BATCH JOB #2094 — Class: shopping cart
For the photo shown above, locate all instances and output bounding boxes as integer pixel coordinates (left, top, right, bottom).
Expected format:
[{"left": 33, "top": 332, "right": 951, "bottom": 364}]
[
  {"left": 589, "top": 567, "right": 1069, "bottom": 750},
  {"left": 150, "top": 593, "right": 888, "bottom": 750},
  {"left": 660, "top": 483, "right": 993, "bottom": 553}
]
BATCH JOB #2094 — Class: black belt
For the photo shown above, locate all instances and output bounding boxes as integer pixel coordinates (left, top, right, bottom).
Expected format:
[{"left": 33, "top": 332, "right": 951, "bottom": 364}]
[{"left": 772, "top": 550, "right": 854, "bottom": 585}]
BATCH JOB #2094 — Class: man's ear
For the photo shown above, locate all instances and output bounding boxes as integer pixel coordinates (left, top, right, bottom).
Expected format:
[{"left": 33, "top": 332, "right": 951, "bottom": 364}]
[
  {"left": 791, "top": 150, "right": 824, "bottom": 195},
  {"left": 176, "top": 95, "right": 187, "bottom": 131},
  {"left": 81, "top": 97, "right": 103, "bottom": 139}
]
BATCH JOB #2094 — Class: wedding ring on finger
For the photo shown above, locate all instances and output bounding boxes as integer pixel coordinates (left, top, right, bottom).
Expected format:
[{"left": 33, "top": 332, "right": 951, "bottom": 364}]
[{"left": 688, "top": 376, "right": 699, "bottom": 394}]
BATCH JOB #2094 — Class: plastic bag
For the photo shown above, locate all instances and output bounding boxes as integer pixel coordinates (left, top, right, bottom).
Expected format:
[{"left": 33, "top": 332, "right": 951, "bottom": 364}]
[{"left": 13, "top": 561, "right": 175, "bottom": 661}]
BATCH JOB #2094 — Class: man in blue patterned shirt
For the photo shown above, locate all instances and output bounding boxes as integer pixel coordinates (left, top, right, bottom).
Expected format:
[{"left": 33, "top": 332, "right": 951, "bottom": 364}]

- - - - -

§ Directions for this task:
Working from the entries above, find every line in which the word "BATCH" occurs and copy it.

§ Response box:
BATCH JOB #2094 — Class: shopping cart
BATCH JOB #2094 — Class: black belt
BATCH JOB #2094 — Class: man's ear
BATCH JOB #2094 — Class: wedding ring on finger
BATCH JOB #2094 — Class: plastic bag
BATCH JOB #2094 — Class: man in blue patterned shirt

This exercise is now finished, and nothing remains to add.